Exercise goal - Could you put all of the entries below into a two-column CSV with the headers "prompt" and "response"? Each entry gets one row, with its text and its answer each in a single quoted field and any line breaks replaced by spaces.
Source material start
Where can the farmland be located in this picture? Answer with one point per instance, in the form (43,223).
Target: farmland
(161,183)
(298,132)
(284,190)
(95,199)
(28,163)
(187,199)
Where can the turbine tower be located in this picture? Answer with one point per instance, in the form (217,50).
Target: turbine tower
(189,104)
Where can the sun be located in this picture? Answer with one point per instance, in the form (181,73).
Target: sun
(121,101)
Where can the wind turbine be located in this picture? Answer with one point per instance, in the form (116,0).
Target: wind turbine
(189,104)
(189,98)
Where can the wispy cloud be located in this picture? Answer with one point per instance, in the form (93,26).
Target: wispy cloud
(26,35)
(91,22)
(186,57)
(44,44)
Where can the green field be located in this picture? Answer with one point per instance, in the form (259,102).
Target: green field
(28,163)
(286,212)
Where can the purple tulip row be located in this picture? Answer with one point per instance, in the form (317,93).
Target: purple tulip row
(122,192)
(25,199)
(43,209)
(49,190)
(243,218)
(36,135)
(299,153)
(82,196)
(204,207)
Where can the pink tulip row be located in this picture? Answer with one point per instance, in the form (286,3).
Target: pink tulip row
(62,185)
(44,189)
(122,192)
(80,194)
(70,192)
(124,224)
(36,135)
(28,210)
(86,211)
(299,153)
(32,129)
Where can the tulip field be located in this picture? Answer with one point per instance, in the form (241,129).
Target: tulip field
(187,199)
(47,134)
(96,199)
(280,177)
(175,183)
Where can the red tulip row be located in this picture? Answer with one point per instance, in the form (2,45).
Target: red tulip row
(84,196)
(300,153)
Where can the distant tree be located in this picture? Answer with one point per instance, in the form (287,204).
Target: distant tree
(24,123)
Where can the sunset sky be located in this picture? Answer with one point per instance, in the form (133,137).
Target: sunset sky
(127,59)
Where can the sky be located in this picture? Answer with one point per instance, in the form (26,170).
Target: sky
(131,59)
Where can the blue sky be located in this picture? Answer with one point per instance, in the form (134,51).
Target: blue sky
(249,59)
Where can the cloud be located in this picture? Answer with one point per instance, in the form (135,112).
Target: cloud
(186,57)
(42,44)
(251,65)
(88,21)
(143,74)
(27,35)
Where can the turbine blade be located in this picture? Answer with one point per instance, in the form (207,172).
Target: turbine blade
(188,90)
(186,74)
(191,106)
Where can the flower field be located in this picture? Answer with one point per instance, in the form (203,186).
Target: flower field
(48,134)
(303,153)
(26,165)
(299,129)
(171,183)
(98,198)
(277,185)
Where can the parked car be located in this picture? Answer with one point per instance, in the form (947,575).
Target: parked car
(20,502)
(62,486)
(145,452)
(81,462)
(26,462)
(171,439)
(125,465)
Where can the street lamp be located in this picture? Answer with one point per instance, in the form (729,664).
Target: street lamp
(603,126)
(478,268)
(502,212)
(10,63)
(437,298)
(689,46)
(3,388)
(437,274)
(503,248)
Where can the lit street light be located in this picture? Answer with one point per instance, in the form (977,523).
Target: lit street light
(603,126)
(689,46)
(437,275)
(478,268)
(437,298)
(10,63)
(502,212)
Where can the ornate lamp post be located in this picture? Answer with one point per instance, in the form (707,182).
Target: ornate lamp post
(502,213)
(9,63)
Source material end
Correct response -
prompt,response
"Where can the farmland be located in this picture? Answer with one point per instance, in the form (43,223). Target: farmland","(161,183) (298,132) (284,190) (95,199) (28,163) (187,199)"
"Where can the turbine tower be located in this picture? Answer with one point per instance, in the form (217,50). Target: turbine tower","(189,104)"
"Where can the sun be located in this picture? Answer with one point per instance, in the form (181,73). Target: sun","(121,101)"
"Where can the wind turbine be located in this picture? Answer with one point per instance, in the form (116,0). Target: wind turbine","(189,104) (189,98)"
"Where can the wispy cloud be located in this picture? Answer with one point per instance, in the form (93,26). Target: wispy cloud","(26,35) (91,22) (186,57) (44,44)"
"Where can the green field be located in this picture? Answer with one point per instance, in the form (259,102). Target: green field","(28,163) (286,212)"
"Where can the purple tulip row be located in this picture? Answer with one point per instance, in the form (317,93). Target: purple tulip row","(122,192) (25,199) (43,209) (49,190) (243,218) (36,135) (299,153) (82,196) (204,207)"
"Where can the pink tulip row be located in this picture? Answer with one point per instance, in the form (286,3). Target: pink tulip row","(62,185) (44,189) (122,192) (80,194) (70,192) (124,224) (36,135) (28,210) (86,211) (299,153) (32,129)"
"Where can the tulip field be located in this picture? Answer with one point per instance, in the form (241,129). Target: tulip field","(187,199) (47,134) (96,199) (280,177) (175,183)"
"Where can the red tulip row be located in this picture? Answer with one point per instance, in the form (2,45). Target: red tulip row","(84,196) (300,153)"
"Where can the distant tree be located in this picture? Answer with one point per instance, in the form (287,204). Target: distant tree","(24,123)"
"Where can the sunset sky be located in this picture? Answer with one point per instance, in the form (133,137). Target: sunset sky","(127,59)"
"Where can the sky be located in this picture? Answer with one point per instance, in the form (26,170). Target: sky","(131,59)"
"Where can the blue sky be located in this picture? Answer with one point per instance, in the form (134,51). Target: blue sky","(249,59)"
"Where can the cloud be located in this picture? Answer with one point per instance, in the form (135,112). Target: cloud","(186,57) (42,44) (251,65) (88,21) (143,74) (27,35)"
"Where can the turbine blade be located in this picture? Answer with one point per instance, in the form (207,172). Target: turbine blade","(188,90) (186,74) (191,106)"
"Where can the flower field be located in this picture? Answer with one point per instance, in the form (203,186). Target: flower field","(48,134) (303,153) (26,165) (299,129) (171,183) (98,198) (277,185)"
"Where can the parked car be located in this picture? Answer with one point per instance, in the form (947,575). Target: parked car","(20,502) (62,486) (145,452) (81,462) (26,462) (171,439) (125,465)"
"Where can the street lamp be located in this picture? Answer with one point per instance, in the form (729,664). Target: street lamp","(603,126) (478,268) (502,212) (10,63) (437,298) (689,46) (3,388) (437,274) (503,248)"
"Where can the lit street light be located in this picture? Answer with one point per instance, in the form (977,523). Target: lit street light","(603,126) (689,46) (437,275) (478,268) (437,298) (10,63) (502,212)"
"Where can the ornate lamp post be located in this picture? Answer with one point per instance, in the form (707,182). Target: ornate lamp post","(502,213) (9,63)"